Power, Networks, and Transgression in England and France, 600-1500

This project considers how literary and other narrative sources from England and France between 700 and 1500 ascribe qualities of power and domination to elite women.

It theorizes forms of charisma that are transgressive because they counteract masculine power structures or incorporate seemingly “negative” qualities. The study explores how elite networks and assemblages (of people, texts, objects) assist the construction of feminine charisma.

This is a project under the initiative of Power and Domination: Bonn Center for Premodern Orders and their forms of communication. For more information, see here.

The Experience of Education in Anglo-Saxon Literature

Cambridge University Press, 2018.

Irina Dumitrescu.

Anglo-Saxons valued education yet understood how precarious it could be, alternately bolstered and undermined by fear, desire, and memory. They praised their teachers in official writing, but composed and translated scenes of instruction that revealed the emotional and cognitive complexity of learning. Irina Dumitrescu explores how early medieval writers used fictional representations of education to explore the relationship between teacher and student. These texts hint at the challenges of teaching and learning: curiosity, pride, forgetfulness, inattention, and despair. Still, these difficulties are understood to be part of the dynamic process of pedagogy, not simply a sign of its failure. The book demonstrates the enduring concern of Anglo-Saxon authors with learning throughout Old English and Latin poems, hagiographies, histories, and schoolbooks.

■ Task requirements ■
Can you write out everything in the medieval research page from "It theorizes forms" down to "information, see here.", word for word? The material after this text is separate from it.

■ Exercise data ■
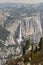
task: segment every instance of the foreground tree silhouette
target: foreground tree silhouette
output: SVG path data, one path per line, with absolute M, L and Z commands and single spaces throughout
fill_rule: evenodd
M 30 39 L 27 39 L 25 46 L 23 46 L 23 55 L 25 55 L 25 51 L 26 51 L 26 49 L 29 48 L 29 45 L 30 45 Z
M 39 47 L 40 47 L 40 50 L 43 48 L 43 37 L 40 38 Z

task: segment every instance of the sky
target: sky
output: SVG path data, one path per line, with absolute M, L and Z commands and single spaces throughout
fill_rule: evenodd
M 43 0 L 0 0 L 0 3 L 1 2 L 20 2 L 20 3 L 34 4 L 43 2 Z

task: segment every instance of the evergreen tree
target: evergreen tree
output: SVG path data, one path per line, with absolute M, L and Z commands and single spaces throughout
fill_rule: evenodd
M 39 41 L 40 50 L 42 49 L 42 46 L 43 46 L 43 37 L 41 37 L 40 38 L 40 41 Z

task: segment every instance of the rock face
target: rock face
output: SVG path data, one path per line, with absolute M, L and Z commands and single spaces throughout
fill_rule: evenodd
M 2 62 L 3 60 L 7 60 L 9 58 L 11 59 L 15 56 L 20 56 L 20 54 L 22 55 L 22 48 L 20 47 L 21 45 L 19 45 L 18 42 L 16 41 L 16 39 L 19 37 L 20 19 L 22 21 L 21 28 L 22 28 L 23 40 L 25 40 L 25 38 L 26 38 L 25 33 L 27 33 L 29 30 L 28 24 L 31 25 L 30 26 L 31 32 L 33 32 L 33 28 L 35 28 L 35 30 L 34 30 L 34 31 L 36 31 L 35 33 L 37 33 L 39 31 L 39 28 L 37 27 L 37 24 L 35 23 L 36 21 L 34 23 L 32 23 L 33 22 L 32 18 L 30 20 L 26 19 L 27 16 L 32 17 L 31 15 L 34 14 L 34 12 L 37 13 L 36 12 L 37 10 L 35 11 L 34 9 L 31 9 L 33 7 L 31 7 L 31 6 L 28 7 L 28 6 L 29 5 L 26 5 L 26 4 L 8 5 L 8 3 L 7 3 L 7 6 L 5 6 L 5 4 L 4 4 L 4 6 L 0 6 L 0 25 L 1 25 L 0 28 L 2 28 L 2 29 L 0 29 L 0 39 L 1 39 L 1 43 L 2 43 L 2 44 L 0 43 L 0 46 L 1 46 L 1 48 L 0 48 L 0 55 L 1 55 L 0 60 L 1 61 L 0 62 Z M 36 8 L 36 7 L 34 7 L 34 8 Z M 39 15 L 38 15 L 38 17 L 40 18 Z M 33 28 L 32 28 L 32 26 L 33 26 Z M 42 27 L 43 27 L 43 25 L 42 25 Z M 26 28 L 27 28 L 27 32 L 26 32 Z M 38 40 L 38 38 L 40 38 L 40 36 L 41 36 L 40 31 L 37 34 L 37 36 L 35 35 L 35 33 L 32 35 L 32 37 L 30 37 L 30 38 L 34 39 L 34 42 L 36 42 Z M 22 43 L 23 43 L 23 45 L 25 45 L 24 41 Z

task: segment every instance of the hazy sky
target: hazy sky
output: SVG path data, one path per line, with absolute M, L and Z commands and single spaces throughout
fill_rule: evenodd
M 21 3 L 40 3 L 43 2 L 43 0 L 0 0 L 1 2 L 21 2 Z

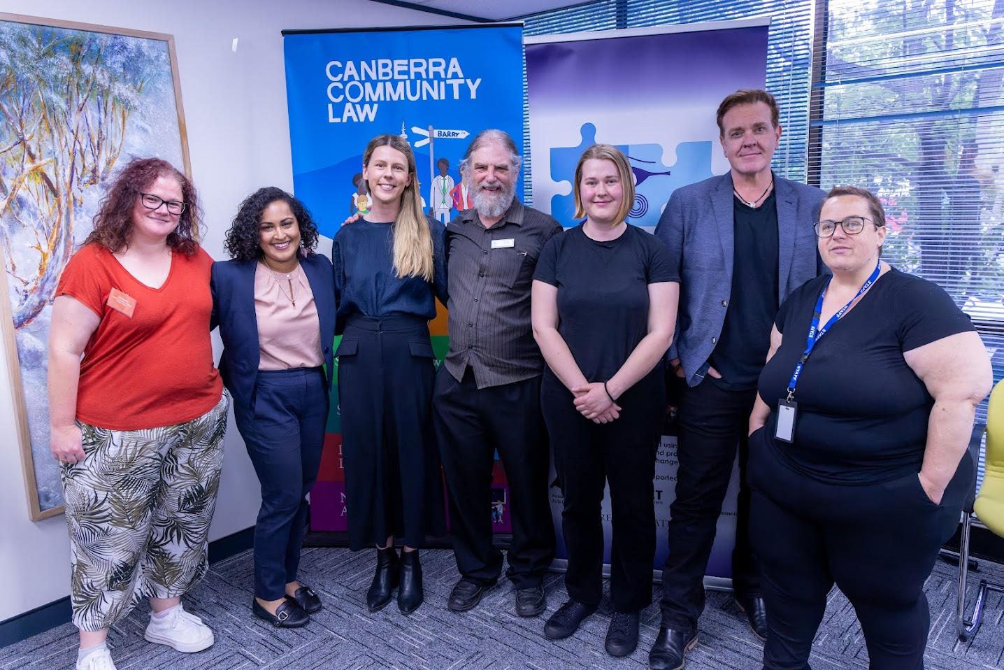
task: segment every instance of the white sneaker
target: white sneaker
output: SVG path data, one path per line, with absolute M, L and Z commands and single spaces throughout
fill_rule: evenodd
M 76 670 L 115 670 L 115 664 L 111 661 L 111 652 L 102 649 L 88 654 L 82 661 L 77 661 Z
M 151 613 L 150 625 L 143 637 L 149 642 L 168 645 L 187 654 L 209 649 L 215 642 L 209 626 L 202 623 L 199 617 L 186 612 L 180 603 L 161 619 Z

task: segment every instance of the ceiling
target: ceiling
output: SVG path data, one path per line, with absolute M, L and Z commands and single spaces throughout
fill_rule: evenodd
M 397 7 L 408 7 L 441 16 L 479 22 L 518 19 L 528 14 L 558 7 L 588 4 L 582 0 L 372 0 Z

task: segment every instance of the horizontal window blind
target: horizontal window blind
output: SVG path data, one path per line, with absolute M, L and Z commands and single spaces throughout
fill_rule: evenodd
M 807 173 L 813 4 L 808 0 L 602 0 L 523 17 L 527 35 L 642 28 L 770 16 L 767 90 L 781 107 L 774 171 L 804 182 Z M 525 98 L 524 98 L 525 100 Z M 525 104 L 525 101 L 524 101 Z M 526 118 L 529 117 L 526 110 Z M 529 156 L 529 129 L 524 154 Z M 526 193 L 530 197 L 527 165 Z M 669 194 L 667 194 L 667 197 Z
M 813 56 L 809 181 L 887 210 L 885 258 L 974 319 L 1004 375 L 1004 3 L 830 0 Z

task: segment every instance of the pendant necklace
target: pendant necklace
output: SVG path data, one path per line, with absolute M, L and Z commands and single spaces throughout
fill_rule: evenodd
M 760 202 L 761 200 L 764 199 L 764 197 L 770 191 L 770 189 L 771 189 L 772 186 L 774 186 L 774 173 L 770 173 L 770 184 L 767 185 L 767 188 L 764 189 L 764 192 L 761 193 L 760 197 L 757 198 L 756 200 L 746 200 L 741 195 L 739 195 L 739 191 L 736 191 L 736 187 L 735 186 L 732 187 L 732 192 L 735 193 L 736 197 L 739 198 L 740 200 L 742 200 L 744 204 L 746 204 L 747 206 L 749 206 L 751 208 L 756 208 L 756 204 L 758 202 Z
M 262 261 L 265 263 L 265 267 L 267 267 L 272 272 L 272 278 L 275 279 L 275 283 L 278 284 L 278 286 L 279 286 L 279 292 L 282 293 L 285 296 L 285 298 L 287 300 L 289 300 L 293 304 L 293 308 L 295 308 L 296 307 L 296 285 L 293 283 L 293 279 L 294 278 L 298 279 L 299 276 L 300 276 L 300 265 L 299 265 L 299 263 L 296 264 L 296 273 L 295 274 L 293 274 L 292 272 L 283 273 L 283 274 L 286 275 L 286 282 L 289 284 L 289 293 L 287 294 L 286 290 L 282 287 L 282 282 L 279 281 L 279 277 L 276 276 L 275 270 L 272 269 L 272 266 L 268 264 L 268 261 L 265 258 L 262 258 Z

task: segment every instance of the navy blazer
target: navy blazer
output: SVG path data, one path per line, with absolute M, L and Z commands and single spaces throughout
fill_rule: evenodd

■ Solution for this problem ■
It theorizes forms of charisma that are transgressive because they counteract masculine power structures or incorporate seemingly “negative” qualities. The study explores how elite networks and assemblages (of people, texts, objects) assist the construction of feminine charisma.

This is a project under the initiative of Power and Domination: Bonn Center for Premodern Orders and their forms of communication. For more information, see here.